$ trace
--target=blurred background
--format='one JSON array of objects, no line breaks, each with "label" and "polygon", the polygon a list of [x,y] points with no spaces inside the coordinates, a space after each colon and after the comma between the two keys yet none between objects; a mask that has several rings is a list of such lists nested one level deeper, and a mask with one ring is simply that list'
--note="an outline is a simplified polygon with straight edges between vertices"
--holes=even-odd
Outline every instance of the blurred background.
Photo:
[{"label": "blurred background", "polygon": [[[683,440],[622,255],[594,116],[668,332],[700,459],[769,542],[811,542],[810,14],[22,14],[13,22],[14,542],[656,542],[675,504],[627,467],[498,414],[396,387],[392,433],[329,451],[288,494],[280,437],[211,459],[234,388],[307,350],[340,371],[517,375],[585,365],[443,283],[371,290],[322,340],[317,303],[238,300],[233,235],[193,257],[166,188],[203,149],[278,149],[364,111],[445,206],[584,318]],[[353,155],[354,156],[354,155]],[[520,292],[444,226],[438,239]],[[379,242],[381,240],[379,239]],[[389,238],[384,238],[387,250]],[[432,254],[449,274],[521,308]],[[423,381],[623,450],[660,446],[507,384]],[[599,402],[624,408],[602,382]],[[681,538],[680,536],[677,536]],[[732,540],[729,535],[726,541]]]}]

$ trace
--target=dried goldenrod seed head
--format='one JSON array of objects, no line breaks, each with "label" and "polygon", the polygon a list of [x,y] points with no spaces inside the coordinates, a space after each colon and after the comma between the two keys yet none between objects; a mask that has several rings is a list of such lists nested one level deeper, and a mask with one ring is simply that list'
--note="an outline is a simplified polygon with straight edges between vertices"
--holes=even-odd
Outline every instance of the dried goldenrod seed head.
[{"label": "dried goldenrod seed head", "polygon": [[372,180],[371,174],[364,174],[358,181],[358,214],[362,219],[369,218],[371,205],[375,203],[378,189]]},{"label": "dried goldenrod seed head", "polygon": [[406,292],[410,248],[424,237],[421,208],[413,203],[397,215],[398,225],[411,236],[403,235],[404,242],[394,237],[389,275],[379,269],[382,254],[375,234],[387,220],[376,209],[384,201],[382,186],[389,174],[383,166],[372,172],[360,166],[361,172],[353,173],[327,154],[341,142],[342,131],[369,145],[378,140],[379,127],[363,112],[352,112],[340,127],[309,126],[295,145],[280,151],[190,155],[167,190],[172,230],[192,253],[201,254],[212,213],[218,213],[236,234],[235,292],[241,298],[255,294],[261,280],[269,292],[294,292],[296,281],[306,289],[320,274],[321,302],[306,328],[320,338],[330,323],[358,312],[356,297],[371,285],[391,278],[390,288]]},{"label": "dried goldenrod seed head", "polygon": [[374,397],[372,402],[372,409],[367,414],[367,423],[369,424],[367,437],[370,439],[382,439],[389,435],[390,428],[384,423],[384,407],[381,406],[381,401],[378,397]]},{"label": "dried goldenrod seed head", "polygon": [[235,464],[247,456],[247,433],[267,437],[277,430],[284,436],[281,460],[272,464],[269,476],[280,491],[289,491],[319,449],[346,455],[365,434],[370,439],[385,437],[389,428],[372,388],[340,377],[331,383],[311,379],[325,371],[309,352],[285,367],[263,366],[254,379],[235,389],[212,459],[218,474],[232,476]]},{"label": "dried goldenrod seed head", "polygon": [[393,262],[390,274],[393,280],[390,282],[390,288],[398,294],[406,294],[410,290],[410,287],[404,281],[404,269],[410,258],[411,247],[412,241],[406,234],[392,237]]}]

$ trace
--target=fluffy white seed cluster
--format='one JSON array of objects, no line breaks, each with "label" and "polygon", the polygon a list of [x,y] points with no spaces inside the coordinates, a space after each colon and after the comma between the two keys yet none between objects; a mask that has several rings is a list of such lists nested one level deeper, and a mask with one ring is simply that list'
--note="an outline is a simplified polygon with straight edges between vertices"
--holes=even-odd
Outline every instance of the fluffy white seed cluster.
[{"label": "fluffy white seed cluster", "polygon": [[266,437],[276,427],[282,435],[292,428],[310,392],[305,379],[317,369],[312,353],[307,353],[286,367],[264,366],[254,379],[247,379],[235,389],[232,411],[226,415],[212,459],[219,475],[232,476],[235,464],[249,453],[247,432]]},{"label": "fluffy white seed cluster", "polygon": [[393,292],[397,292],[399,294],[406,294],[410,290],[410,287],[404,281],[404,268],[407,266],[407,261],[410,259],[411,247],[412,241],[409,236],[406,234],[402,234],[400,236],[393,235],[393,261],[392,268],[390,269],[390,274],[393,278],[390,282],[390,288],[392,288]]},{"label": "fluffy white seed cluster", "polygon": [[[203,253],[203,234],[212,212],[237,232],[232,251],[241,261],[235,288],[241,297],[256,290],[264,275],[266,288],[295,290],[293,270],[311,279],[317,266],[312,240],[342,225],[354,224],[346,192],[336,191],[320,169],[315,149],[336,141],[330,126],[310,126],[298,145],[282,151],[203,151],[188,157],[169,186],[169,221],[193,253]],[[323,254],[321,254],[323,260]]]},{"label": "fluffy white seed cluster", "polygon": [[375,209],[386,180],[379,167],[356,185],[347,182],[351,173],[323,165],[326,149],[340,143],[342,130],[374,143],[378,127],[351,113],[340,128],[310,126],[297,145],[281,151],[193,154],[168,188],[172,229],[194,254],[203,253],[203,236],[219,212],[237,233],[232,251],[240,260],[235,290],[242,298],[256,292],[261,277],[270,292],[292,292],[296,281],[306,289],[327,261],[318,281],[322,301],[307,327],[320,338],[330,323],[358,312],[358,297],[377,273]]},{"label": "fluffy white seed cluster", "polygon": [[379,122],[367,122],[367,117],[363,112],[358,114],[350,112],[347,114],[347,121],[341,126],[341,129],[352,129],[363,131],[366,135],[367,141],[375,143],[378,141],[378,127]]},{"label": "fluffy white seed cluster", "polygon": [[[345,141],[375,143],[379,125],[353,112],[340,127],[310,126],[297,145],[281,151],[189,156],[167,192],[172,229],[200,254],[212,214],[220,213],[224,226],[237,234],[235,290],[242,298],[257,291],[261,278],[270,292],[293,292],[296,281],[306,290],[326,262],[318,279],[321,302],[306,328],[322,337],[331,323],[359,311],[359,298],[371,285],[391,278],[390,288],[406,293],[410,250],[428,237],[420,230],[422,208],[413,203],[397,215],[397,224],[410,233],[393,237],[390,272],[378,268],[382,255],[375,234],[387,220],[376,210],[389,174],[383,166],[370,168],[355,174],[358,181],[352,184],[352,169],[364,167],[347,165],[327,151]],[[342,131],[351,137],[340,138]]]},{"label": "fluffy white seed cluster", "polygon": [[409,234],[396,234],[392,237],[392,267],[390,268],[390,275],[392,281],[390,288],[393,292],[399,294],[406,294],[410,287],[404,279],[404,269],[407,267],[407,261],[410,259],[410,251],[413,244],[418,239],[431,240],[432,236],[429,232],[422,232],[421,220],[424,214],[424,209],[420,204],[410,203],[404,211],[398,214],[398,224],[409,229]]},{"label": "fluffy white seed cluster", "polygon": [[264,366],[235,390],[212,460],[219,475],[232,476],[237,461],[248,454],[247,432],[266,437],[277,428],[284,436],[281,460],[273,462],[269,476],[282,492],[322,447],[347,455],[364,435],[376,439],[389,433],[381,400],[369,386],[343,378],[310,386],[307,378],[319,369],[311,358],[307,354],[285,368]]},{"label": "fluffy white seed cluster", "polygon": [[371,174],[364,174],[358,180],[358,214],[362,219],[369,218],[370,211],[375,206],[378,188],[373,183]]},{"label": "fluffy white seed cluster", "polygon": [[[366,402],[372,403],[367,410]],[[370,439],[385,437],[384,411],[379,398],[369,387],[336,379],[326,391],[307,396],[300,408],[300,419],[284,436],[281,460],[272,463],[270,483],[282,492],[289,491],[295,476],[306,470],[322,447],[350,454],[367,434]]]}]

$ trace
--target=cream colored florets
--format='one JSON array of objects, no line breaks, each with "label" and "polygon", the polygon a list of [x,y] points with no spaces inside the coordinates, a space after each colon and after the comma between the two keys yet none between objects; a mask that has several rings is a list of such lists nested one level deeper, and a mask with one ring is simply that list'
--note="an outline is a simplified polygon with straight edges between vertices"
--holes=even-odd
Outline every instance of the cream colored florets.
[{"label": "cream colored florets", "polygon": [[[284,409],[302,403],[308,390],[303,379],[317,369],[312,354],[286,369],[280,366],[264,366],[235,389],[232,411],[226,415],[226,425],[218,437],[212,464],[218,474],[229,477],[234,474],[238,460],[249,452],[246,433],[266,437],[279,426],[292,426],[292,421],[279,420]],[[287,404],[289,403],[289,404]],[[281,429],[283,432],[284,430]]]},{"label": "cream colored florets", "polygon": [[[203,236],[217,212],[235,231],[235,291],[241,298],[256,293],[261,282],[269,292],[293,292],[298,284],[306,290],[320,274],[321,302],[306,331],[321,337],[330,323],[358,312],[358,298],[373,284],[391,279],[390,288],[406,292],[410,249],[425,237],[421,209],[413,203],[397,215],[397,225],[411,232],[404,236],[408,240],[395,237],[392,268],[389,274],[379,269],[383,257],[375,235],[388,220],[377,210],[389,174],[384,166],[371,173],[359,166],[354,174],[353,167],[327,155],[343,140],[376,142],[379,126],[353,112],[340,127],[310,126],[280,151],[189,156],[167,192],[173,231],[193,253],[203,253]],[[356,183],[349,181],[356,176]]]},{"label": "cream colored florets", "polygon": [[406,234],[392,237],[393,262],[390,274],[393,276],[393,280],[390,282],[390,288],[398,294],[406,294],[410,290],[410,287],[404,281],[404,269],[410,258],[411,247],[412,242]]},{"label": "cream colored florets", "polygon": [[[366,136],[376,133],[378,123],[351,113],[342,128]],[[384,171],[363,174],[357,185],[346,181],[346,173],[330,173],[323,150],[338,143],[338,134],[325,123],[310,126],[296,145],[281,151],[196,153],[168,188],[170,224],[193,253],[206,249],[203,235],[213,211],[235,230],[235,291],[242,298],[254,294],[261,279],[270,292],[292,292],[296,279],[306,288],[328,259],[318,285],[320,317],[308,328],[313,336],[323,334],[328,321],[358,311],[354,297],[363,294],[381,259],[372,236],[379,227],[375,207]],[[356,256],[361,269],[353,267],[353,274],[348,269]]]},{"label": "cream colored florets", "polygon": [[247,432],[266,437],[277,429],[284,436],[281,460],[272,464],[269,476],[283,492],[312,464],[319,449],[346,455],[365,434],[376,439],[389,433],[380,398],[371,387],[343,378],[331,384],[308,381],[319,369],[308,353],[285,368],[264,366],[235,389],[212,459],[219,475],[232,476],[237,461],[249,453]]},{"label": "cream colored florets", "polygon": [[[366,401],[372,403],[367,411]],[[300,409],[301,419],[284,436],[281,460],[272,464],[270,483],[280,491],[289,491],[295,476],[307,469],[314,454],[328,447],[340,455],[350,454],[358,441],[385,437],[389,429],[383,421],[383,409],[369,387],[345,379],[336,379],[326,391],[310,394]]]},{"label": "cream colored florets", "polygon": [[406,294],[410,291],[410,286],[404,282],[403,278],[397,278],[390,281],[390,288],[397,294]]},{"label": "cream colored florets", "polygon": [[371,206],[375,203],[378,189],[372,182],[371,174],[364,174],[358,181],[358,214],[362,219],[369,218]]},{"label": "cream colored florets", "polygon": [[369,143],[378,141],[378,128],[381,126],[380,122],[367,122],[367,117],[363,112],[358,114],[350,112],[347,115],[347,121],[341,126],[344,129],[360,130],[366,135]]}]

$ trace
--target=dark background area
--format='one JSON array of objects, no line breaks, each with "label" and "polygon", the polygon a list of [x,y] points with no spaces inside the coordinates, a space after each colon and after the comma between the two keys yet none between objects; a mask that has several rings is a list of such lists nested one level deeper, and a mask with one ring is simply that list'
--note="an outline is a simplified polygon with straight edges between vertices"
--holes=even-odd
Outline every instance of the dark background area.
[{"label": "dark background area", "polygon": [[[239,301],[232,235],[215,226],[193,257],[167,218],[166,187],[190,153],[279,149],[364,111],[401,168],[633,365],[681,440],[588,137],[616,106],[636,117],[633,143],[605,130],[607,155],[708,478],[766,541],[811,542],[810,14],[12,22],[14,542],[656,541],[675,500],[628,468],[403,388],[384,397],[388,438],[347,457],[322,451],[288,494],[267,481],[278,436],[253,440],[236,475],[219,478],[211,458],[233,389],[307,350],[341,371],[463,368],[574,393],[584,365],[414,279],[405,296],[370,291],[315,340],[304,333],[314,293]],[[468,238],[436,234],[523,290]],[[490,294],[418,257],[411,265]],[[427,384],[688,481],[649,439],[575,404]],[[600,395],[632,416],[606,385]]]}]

═══

Work required> Your answer must be the data above, copied exactly from its first line through the line containing "--target=dried goldenrod seed head", and nothing more.

Task result>
$ trace
--target=blurred background
--format='one JSON array of objects, no line breaks, each with "label" and "polygon", the polygon a list of [x,y] points with no spaces inside the coordinates, a space after each colon and after the comma between the two keys yet none between objects; a mask that has several rings is a list of such lists nested one level deeper, and a mask with one ring is simply that list'
--note="an outline is a simplified polygon with straight edges between vertices"
--holes=even-odd
Outline every instance of the blurred background.
Photo:
[{"label": "blurred background", "polygon": [[[683,440],[622,255],[594,116],[668,332],[700,459],[769,542],[811,542],[810,14],[22,14],[13,22],[14,542],[656,542],[675,504],[627,467],[498,414],[396,387],[392,433],[329,451],[288,494],[280,437],[211,459],[234,388],[307,350],[340,371],[517,375],[585,365],[443,283],[371,290],[322,340],[317,303],[238,300],[233,235],[193,257],[166,188],[203,149],[278,149],[364,111],[445,206],[584,318]],[[353,155],[354,156],[354,155]],[[520,292],[444,226],[438,239]],[[379,242],[381,240],[379,239]],[[389,238],[384,238],[387,250]],[[432,254],[449,274],[521,308]],[[423,381],[623,450],[660,446],[507,384]],[[599,402],[624,408],[602,382]],[[681,538],[680,536],[677,536]],[[732,540],[729,535],[726,541]]]}]

$ trace
--target=dried goldenrod seed head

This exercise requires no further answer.